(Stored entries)
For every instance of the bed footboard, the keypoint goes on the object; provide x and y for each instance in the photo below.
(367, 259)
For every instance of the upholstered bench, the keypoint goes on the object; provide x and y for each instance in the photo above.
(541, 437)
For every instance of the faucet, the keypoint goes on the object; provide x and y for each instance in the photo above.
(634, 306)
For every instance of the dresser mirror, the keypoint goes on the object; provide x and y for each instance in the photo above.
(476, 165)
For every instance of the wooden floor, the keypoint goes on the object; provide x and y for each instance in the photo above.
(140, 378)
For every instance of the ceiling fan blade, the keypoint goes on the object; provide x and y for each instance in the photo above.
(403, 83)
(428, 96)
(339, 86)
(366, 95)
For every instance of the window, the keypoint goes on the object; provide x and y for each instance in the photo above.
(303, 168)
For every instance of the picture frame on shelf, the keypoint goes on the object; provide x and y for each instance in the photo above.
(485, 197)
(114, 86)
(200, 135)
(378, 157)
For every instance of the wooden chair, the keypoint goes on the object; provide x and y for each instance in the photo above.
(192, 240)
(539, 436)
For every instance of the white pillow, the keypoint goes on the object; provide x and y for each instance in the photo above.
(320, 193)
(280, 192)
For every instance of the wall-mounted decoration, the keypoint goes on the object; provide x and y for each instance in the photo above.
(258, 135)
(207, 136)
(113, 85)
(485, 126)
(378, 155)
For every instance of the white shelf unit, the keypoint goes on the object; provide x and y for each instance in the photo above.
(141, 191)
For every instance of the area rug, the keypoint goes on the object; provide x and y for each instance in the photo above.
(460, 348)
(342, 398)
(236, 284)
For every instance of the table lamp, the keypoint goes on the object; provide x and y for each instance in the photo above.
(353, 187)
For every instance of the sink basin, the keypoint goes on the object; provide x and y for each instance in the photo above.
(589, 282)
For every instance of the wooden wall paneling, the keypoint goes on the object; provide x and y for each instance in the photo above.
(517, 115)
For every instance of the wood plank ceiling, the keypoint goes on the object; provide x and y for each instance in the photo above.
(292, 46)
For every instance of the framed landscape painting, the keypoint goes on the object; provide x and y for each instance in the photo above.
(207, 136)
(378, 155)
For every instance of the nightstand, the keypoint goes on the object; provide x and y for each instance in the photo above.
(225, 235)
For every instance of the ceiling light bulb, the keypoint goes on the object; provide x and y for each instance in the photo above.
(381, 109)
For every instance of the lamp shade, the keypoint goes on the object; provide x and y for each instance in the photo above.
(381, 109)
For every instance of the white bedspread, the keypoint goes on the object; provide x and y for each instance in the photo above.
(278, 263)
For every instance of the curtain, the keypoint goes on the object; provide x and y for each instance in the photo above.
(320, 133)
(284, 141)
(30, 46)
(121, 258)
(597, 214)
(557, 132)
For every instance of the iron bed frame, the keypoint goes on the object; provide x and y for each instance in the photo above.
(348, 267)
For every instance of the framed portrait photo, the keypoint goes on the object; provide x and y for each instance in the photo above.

[WHAT YOU NEED TO DO]: Output all of the records exactly, with nothing omitted.

[RESULT OF THE EXERCISE]:
For every instance of the bed footboard, the keypoint goes on the object; provide x and y for each instance in the photo below.
(367, 259)
For every instance of the upholstered bench, the keypoint goes on the object; provide x and y for each instance in the photo above.
(541, 437)
For every instance of the faucet, the keypoint goes on the object; provide x and y for each instance in the photo above.
(634, 306)
For every instance of the dresser mirror, the keypoint goes on the object; provide x and y for each instance in the photo above.
(476, 165)
For every instance of the wooden floor, the keypoint goes on the object; provide x and y for each instance in the photo above.
(140, 378)
For every instance of the ceiling fan blade, the keypoint goes on the object; provide x and y for each instance in the photo above.
(403, 83)
(428, 96)
(339, 86)
(366, 95)
For every instance of the window, the keypoint goes on the object; provide x and y for each instance in the photo above.
(303, 168)
For every instance of the picture frame on shelf, the keypoint goes on the object; provide x and y for each instance in the photo above.
(485, 197)
(114, 86)
(200, 135)
(378, 157)
For every instance of the wooden chair, the keypoint goes on the object; provide x and y for each instance in the photo above.
(192, 240)
(539, 436)
For every instance of the white pillow, the keypoint goes on the object; provide x and y for each instance in the photo above.
(320, 193)
(280, 192)
For every instance of the wall-mounted decoration, the keypoint goes on the object; provide x and y for each instance in the photo above.
(258, 135)
(207, 136)
(113, 85)
(485, 126)
(378, 155)
For every instance of the white shelf unit, the keypoint goes on the object; provide x and y for each instance in the photo above.
(141, 191)
For every instance of the area rug, the keypoint goes on the object; provide x and y for each instance in the photo above.
(460, 348)
(342, 398)
(236, 284)
For every instance of the table lamp, the keypoint goes on the object; provide x and y for each instance in the photo above.
(353, 187)
For every instance of the sink basin, the keypoint goes on the object; provide x and y for each instance in the photo above.
(589, 282)
For every instance of the wooden wall paneling, the keypoint goes on the object; provide x and y for each instance in the photo above.
(517, 115)
For every instance of the wood plank ceiling, the keypoint goes on the object; provide x and y for each instance in the photo above.
(292, 46)
For every instance of the framed landscape painting, the keypoint goes on the object; provide x and y for each instance in the photo above.
(207, 136)
(378, 155)
For every instance of the nightstand, the keypoint goes on the object; provide x and y for each instance in the photo above.
(225, 235)
For every instance of the ceiling light bulb, the keypoint goes on the object; provide x and y for each instance in the photo above.
(381, 109)
For every instance of the lamp shade, the keypoint goes on the object; provide x and y for each instance in the photo above.
(381, 109)
For every instance of the white bedspread, the keypoint goes on the object; provide x and y for each instance in the photo above.
(278, 263)
For every instance of the curtain, the keypoint goes on the object; provide x and y for each instance in the photo above.
(320, 133)
(284, 141)
(30, 46)
(121, 258)
(597, 214)
(557, 132)
For every instance of the iron bed frame, the keypoint goes on the object; provide x and y for each instance in the photo above.
(348, 267)
For every instance of the framed portrait photo, the keypoint goes on the object; provide x and y for each instance in the photo above.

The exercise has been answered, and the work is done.